TASK.
The records that follow should be retyped word for word.

*** DATA FOR REVIEW ***

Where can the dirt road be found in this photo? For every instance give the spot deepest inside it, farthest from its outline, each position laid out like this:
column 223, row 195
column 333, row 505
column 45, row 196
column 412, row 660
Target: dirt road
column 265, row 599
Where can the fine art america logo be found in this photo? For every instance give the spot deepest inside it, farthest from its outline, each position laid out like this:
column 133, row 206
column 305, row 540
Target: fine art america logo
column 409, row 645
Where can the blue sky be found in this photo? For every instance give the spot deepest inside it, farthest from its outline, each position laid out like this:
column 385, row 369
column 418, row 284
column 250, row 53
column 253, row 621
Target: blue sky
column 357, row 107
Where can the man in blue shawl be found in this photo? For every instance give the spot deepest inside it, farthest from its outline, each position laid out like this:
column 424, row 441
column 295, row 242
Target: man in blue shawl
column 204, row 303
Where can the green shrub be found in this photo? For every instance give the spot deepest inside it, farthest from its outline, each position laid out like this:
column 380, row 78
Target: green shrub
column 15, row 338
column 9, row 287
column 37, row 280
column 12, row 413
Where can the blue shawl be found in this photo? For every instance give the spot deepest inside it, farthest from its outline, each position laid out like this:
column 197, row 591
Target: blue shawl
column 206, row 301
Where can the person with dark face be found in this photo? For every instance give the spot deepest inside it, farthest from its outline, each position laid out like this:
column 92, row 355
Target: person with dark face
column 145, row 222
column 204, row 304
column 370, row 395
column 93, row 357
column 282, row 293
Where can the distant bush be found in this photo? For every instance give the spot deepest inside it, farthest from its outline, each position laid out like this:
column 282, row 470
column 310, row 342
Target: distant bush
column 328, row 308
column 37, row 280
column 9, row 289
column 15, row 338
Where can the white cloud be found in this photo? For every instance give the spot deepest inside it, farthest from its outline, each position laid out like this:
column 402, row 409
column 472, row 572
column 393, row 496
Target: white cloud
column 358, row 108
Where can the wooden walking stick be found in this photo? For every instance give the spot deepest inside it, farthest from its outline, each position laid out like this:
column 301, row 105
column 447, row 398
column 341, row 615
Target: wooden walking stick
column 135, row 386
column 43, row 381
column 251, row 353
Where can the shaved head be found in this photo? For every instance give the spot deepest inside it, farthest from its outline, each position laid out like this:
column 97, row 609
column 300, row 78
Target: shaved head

*** End of DATA FOR REVIEW ***

COMPLETED EXERCISE.
Where can the dirt road be found in this photo? For every instance give the spot deepest inside it, farthest from its outline, each position laid out like this:
column 223, row 195
column 333, row 505
column 45, row 196
column 412, row 660
Target: dirt road
column 265, row 599
Where can the fine art america logo be found in this photo? For every instance give the spot deepest inside it, farthest from its outline, each position laid out like this:
column 133, row 206
column 305, row 540
Target: fine art america logo
column 409, row 645
Where can the blue sky be found in this photo? For every instance give the spot deepest inside it, farthest from its outline, each position laid out like this:
column 385, row 369
column 418, row 284
column 250, row 53
column 253, row 621
Target: blue sky
column 357, row 107
Where can the man in blue shawl be found in this photo? For every instance give the spot deepest inside it, farthest from its outline, each position laid out like this:
column 424, row 441
column 295, row 242
Target: man in blue shawl
column 204, row 303
Where can the green shrub be found in this photo? For every instance give the spot deepest inside it, farthest from its outline, each position laid out like this:
column 380, row 78
Target: green shrub
column 15, row 338
column 9, row 287
column 37, row 280
column 12, row 413
Where can the blue shawl be found in this photo? For every instance give the spot deepest inside it, farthest from its outline, each position laid out like this:
column 197, row 591
Target: blue shawl
column 206, row 301
Where can the person with dark face be found in this photo? For every instance give the spot deepest inside it, farthest from its outline, each position laid out like this:
column 92, row 355
Target: person with dark face
column 145, row 222
column 204, row 304
column 370, row 395
column 93, row 357
column 282, row 293
Where can the distant bush be found in this photo? For every instance give the spot deepest inside it, farthest from its outline, each position laid out like this:
column 282, row 470
column 310, row 342
Target: distant bush
column 328, row 308
column 37, row 280
column 9, row 289
column 15, row 338
Where can the white cloud be found in this photo? For every instance give the spot deepest inside it, farthest from its outline, each position laid out like this:
column 402, row 409
column 472, row 572
column 393, row 496
Target: white cloud
column 358, row 108
Where can the wooden walking stick be found in this photo? For every instance give the spot deepest inside it, farthest from its outline, each position laid out like this:
column 301, row 105
column 447, row 398
column 341, row 615
Target: wooden walking stick
column 135, row 386
column 43, row 381
column 251, row 353
Where can the shaved head be found in this photo? For every instance give the spot deepest inside it, farthest from its outline, each position laid out like this:
column 97, row 609
column 300, row 78
Target: shaved head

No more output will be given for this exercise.